- What this task involves
Only an exact copy is wanted: the lines from the one holding "Where can you see the crane" through the last line below, minus the pictures.

━━━

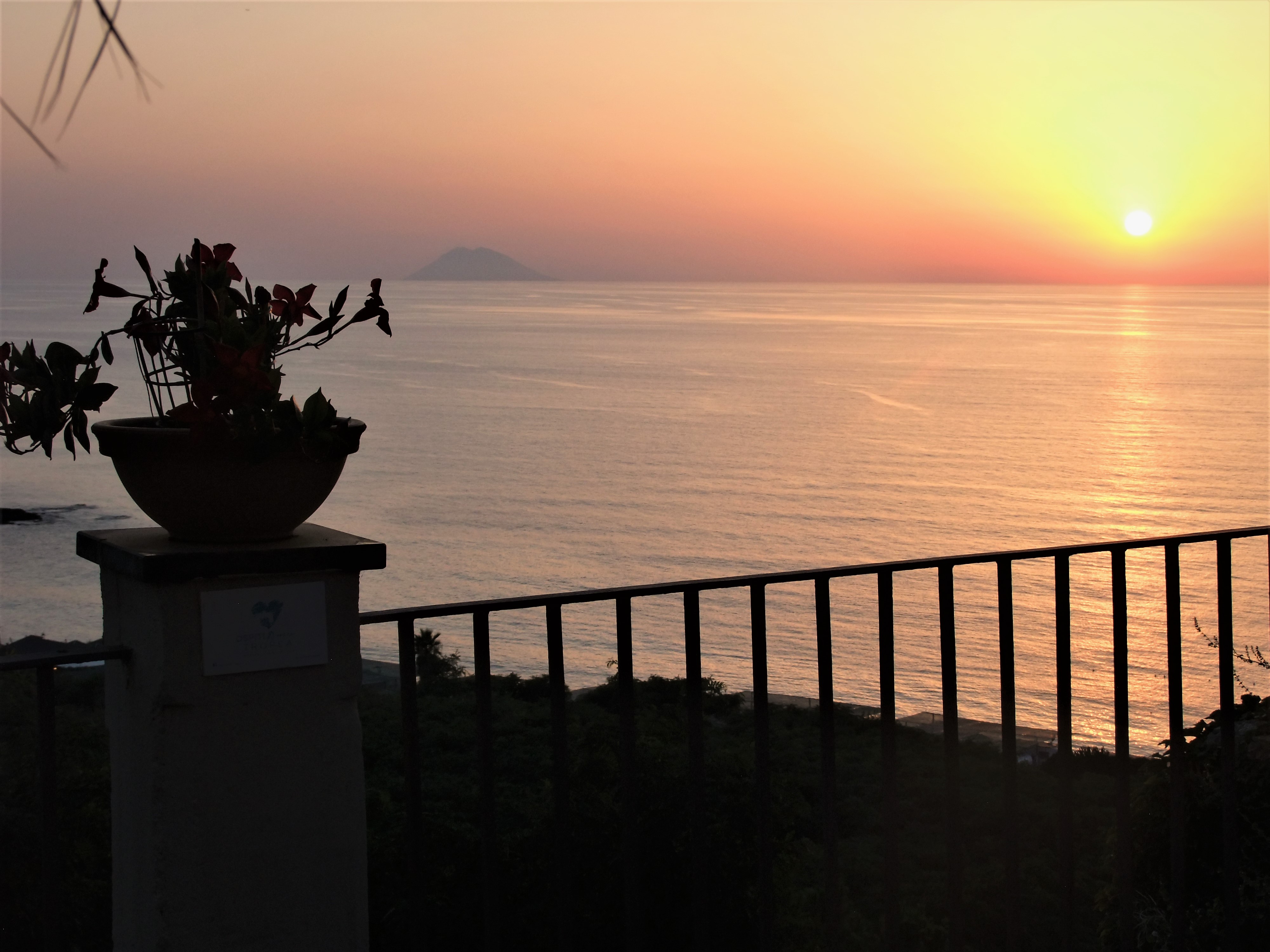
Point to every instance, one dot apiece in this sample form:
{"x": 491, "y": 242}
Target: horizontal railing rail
{"x": 758, "y": 585}
{"x": 780, "y": 578}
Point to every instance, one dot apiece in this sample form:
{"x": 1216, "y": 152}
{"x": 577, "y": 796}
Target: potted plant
{"x": 223, "y": 458}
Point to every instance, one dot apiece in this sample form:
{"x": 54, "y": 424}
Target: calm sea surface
{"x": 542, "y": 437}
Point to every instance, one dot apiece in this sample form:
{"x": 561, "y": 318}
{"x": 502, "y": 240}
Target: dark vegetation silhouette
{"x": 59, "y": 65}
{"x": 525, "y": 810}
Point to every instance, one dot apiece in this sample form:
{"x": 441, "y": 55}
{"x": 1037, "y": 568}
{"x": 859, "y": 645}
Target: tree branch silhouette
{"x": 60, "y": 64}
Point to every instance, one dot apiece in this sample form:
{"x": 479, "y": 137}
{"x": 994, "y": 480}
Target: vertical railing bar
{"x": 697, "y": 770}
{"x": 890, "y": 785}
{"x": 1123, "y": 817}
{"x": 763, "y": 766}
{"x": 829, "y": 764}
{"x": 486, "y": 766}
{"x": 627, "y": 755}
{"x": 561, "y": 835}
{"x": 952, "y": 751}
{"x": 1177, "y": 747}
{"x": 1009, "y": 750}
{"x": 410, "y": 697}
{"x": 50, "y": 852}
{"x": 1234, "y": 918}
{"x": 1064, "y": 689}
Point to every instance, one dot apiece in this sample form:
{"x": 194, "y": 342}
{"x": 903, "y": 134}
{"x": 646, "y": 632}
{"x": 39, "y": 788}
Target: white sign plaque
{"x": 257, "y": 630}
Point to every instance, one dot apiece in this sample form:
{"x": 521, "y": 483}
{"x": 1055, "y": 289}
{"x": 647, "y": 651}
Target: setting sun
{"x": 1139, "y": 223}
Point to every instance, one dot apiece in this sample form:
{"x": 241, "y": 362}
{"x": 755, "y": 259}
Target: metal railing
{"x": 45, "y": 664}
{"x": 885, "y": 573}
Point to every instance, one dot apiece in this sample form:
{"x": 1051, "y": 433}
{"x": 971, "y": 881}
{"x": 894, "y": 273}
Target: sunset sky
{"x": 874, "y": 142}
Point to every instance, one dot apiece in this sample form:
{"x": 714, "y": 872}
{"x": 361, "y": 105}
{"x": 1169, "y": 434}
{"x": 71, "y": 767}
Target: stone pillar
{"x": 237, "y": 785}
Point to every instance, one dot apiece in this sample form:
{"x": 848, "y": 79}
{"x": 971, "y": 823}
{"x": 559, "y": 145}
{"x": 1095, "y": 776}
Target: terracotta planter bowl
{"x": 208, "y": 497}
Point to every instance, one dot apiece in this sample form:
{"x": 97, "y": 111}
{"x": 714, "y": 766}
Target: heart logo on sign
{"x": 270, "y": 612}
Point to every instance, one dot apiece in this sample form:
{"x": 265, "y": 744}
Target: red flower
{"x": 220, "y": 255}
{"x": 293, "y": 307}
{"x": 238, "y": 378}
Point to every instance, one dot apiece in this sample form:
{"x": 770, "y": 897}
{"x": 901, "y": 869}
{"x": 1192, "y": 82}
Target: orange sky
{"x": 878, "y": 142}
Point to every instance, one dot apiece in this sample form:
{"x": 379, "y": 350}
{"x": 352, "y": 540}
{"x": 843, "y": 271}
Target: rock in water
{"x": 8, "y": 516}
{"x": 476, "y": 265}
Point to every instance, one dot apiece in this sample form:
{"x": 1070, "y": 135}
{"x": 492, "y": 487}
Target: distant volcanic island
{"x": 476, "y": 265}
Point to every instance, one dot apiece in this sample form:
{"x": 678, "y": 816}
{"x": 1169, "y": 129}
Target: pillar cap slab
{"x": 150, "y": 555}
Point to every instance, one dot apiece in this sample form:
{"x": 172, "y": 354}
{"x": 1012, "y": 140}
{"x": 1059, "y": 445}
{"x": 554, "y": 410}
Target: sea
{"x": 552, "y": 436}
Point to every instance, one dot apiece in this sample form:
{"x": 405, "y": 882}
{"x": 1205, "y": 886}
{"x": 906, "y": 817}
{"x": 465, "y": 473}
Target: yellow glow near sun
{"x": 1139, "y": 223}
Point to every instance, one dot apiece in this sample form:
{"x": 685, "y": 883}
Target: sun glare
{"x": 1137, "y": 223}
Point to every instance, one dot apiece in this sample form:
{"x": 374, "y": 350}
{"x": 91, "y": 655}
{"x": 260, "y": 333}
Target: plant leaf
{"x": 95, "y": 395}
{"x": 79, "y": 421}
{"x": 145, "y": 266}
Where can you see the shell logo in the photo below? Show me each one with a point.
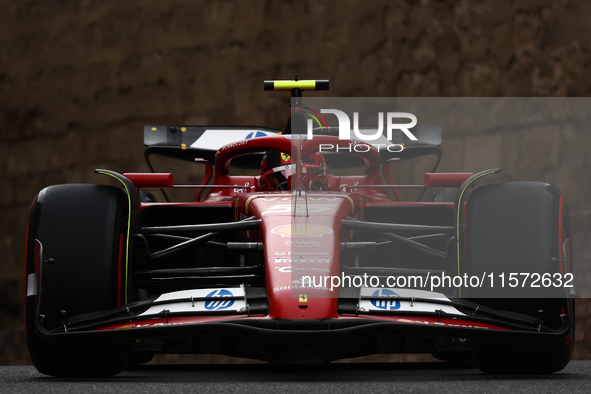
(301, 230)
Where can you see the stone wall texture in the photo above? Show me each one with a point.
(79, 79)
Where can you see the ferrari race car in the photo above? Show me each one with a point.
(311, 257)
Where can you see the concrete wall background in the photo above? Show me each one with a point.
(79, 79)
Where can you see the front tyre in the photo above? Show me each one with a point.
(82, 232)
(521, 227)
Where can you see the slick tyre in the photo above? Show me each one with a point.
(75, 248)
(520, 227)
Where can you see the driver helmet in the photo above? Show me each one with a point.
(315, 166)
(276, 170)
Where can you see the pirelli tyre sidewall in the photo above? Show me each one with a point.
(82, 229)
(520, 227)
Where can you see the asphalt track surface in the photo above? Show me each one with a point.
(332, 378)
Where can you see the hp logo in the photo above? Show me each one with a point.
(385, 304)
(214, 305)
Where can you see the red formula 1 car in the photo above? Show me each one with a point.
(312, 258)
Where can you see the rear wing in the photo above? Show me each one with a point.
(192, 142)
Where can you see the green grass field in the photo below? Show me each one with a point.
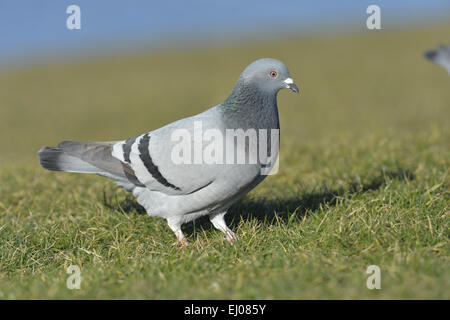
(363, 179)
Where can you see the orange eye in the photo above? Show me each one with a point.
(273, 74)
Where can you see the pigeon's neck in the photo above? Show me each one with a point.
(248, 107)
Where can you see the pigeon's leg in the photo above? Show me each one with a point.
(175, 225)
(218, 222)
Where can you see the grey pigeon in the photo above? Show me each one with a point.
(183, 191)
(440, 56)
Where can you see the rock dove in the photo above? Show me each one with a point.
(148, 165)
(440, 56)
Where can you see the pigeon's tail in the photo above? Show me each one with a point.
(82, 157)
(89, 157)
(56, 159)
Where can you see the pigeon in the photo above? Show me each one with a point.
(440, 56)
(149, 166)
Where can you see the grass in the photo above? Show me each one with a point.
(363, 179)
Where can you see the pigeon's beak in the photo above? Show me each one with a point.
(291, 85)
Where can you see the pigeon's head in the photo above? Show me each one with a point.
(269, 75)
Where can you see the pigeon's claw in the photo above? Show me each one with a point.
(231, 237)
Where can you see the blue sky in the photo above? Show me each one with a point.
(33, 30)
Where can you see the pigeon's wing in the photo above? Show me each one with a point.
(440, 56)
(158, 158)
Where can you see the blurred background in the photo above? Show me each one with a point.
(136, 65)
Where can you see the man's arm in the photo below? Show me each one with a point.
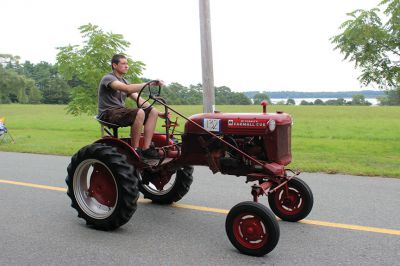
(127, 88)
(141, 100)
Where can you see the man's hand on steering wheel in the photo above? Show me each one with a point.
(157, 82)
(153, 89)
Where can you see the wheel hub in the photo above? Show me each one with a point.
(102, 186)
(249, 231)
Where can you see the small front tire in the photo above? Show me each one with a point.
(252, 228)
(294, 205)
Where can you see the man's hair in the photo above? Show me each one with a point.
(115, 59)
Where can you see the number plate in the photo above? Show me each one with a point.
(212, 124)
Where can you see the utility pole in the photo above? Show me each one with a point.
(206, 57)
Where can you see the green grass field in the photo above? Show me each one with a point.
(353, 140)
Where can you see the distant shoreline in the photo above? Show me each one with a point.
(316, 95)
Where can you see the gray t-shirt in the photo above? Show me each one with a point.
(108, 97)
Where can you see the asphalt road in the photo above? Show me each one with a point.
(38, 227)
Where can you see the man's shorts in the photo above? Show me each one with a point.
(123, 116)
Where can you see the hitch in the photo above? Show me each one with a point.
(264, 188)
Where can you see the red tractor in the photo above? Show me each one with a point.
(104, 178)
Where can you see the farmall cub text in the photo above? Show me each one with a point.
(104, 178)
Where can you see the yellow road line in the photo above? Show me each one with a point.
(224, 211)
(32, 185)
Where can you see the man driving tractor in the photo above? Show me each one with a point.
(112, 92)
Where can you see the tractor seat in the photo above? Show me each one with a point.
(105, 125)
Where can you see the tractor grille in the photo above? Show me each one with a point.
(278, 145)
(283, 141)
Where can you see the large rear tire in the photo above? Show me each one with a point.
(102, 186)
(166, 187)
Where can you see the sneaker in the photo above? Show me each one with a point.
(150, 153)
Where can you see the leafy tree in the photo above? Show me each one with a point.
(371, 39)
(17, 88)
(290, 101)
(259, 97)
(87, 64)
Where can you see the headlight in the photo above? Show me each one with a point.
(271, 125)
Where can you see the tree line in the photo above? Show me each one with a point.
(43, 83)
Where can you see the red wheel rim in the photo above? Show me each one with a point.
(250, 230)
(102, 186)
(290, 203)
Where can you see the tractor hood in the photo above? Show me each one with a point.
(236, 123)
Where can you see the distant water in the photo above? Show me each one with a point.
(374, 101)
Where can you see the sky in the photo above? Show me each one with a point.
(259, 45)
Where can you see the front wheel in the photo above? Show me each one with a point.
(294, 203)
(164, 186)
(102, 186)
(252, 228)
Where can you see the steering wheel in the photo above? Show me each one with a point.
(152, 91)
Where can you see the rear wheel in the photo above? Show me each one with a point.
(102, 186)
(252, 228)
(292, 204)
(164, 186)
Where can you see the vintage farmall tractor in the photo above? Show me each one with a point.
(104, 178)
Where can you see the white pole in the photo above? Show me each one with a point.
(206, 57)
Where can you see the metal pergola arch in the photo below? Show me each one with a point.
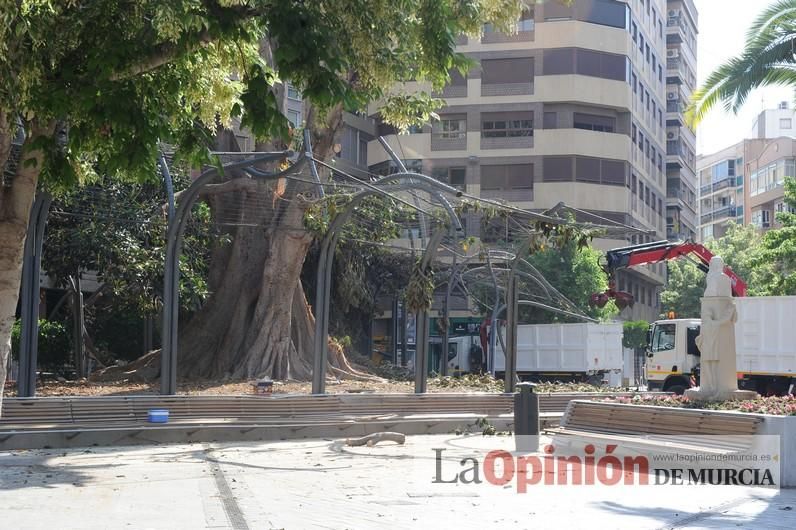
(176, 228)
(406, 181)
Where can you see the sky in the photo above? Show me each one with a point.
(722, 31)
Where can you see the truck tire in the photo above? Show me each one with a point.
(677, 389)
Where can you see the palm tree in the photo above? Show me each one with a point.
(768, 58)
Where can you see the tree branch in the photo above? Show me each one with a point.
(162, 54)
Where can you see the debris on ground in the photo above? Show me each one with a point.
(372, 439)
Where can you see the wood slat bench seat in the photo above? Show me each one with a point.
(690, 429)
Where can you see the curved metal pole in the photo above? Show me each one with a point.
(31, 267)
(164, 170)
(443, 368)
(423, 321)
(176, 228)
(402, 168)
(308, 156)
(326, 260)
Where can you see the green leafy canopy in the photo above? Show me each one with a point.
(121, 76)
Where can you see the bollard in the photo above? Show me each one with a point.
(526, 418)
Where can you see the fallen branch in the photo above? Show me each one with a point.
(372, 439)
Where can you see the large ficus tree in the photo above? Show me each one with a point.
(767, 59)
(96, 84)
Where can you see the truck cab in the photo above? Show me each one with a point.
(672, 355)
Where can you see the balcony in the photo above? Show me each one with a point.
(507, 89)
(507, 142)
(511, 195)
(676, 30)
(452, 91)
(497, 37)
(725, 212)
(673, 105)
(724, 183)
(449, 141)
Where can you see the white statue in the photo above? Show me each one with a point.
(716, 341)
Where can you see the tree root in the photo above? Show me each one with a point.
(372, 439)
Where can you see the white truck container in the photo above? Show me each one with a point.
(765, 343)
(566, 352)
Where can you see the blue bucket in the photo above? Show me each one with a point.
(158, 416)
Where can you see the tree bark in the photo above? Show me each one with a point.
(257, 321)
(15, 205)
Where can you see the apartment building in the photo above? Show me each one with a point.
(743, 183)
(773, 123)
(721, 191)
(681, 180)
(572, 108)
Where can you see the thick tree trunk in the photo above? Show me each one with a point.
(257, 321)
(15, 203)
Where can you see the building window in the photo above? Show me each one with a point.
(526, 22)
(761, 218)
(561, 61)
(451, 128)
(506, 125)
(557, 168)
(453, 176)
(591, 122)
(505, 71)
(555, 11)
(507, 177)
(292, 92)
(606, 13)
(362, 154)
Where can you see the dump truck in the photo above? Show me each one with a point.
(765, 342)
(582, 352)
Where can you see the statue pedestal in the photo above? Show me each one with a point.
(697, 394)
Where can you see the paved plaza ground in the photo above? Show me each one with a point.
(324, 484)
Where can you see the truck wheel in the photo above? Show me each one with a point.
(677, 389)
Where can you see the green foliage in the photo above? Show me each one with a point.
(774, 405)
(778, 248)
(420, 291)
(117, 229)
(54, 347)
(767, 59)
(122, 76)
(575, 273)
(116, 329)
(740, 248)
(634, 334)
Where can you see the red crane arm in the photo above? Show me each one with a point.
(663, 251)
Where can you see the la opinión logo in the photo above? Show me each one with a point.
(592, 468)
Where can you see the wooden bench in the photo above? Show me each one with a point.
(683, 429)
(247, 409)
(27, 411)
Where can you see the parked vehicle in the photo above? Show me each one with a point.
(765, 341)
(566, 352)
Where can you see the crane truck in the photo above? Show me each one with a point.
(765, 337)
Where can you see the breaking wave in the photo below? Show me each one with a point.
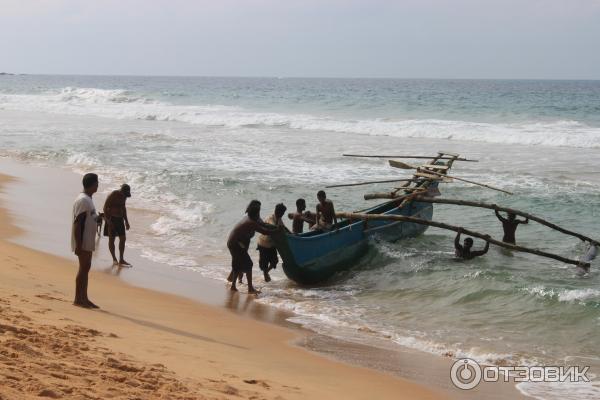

━━━

- Answer space
Where can you see the crane truck in the photo above? Show me each one with a point.
(765, 337)
Where can you see the breaking wave in the photo below? Show me each one with a point.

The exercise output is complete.